Travail à réaliser: Recopiez le matériel depuis son début jusqu'à la ligne contenant « scope: an instance » incluse, en remplaçant « red » par « pink » sans rien modifier d'autre.

+--

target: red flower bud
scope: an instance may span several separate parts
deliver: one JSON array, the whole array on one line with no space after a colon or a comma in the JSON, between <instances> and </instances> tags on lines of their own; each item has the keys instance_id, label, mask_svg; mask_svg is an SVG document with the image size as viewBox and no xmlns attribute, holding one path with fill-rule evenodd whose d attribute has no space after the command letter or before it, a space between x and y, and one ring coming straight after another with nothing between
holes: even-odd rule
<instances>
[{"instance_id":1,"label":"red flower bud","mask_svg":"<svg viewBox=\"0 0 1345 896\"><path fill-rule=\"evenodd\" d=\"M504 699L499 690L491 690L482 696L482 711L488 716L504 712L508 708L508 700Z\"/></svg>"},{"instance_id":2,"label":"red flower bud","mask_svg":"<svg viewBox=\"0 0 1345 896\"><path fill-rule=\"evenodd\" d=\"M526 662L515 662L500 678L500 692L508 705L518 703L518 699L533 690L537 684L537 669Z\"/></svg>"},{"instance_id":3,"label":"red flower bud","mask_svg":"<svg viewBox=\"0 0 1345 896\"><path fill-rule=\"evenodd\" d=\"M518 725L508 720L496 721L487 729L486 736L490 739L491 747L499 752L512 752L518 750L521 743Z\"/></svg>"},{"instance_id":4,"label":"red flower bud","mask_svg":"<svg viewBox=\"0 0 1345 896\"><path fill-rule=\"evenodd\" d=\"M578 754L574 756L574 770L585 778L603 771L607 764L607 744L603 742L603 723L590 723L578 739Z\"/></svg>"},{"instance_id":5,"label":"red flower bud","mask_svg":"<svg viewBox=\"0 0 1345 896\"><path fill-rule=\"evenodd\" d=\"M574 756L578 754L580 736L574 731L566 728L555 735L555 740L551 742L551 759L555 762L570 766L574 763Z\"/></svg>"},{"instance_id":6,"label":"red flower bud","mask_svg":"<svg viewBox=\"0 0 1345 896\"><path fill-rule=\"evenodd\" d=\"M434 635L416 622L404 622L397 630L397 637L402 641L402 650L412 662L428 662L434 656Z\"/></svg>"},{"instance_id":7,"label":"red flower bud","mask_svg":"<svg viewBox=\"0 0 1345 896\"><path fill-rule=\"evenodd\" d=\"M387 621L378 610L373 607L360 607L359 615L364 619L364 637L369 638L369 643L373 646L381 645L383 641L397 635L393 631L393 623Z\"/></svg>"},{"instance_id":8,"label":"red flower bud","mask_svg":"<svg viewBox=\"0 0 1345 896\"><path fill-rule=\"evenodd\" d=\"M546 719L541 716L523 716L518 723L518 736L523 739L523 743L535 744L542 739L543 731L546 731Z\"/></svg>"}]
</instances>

+--

Corrigé:
target: pink flower bud
scope: an instance may span several separate parts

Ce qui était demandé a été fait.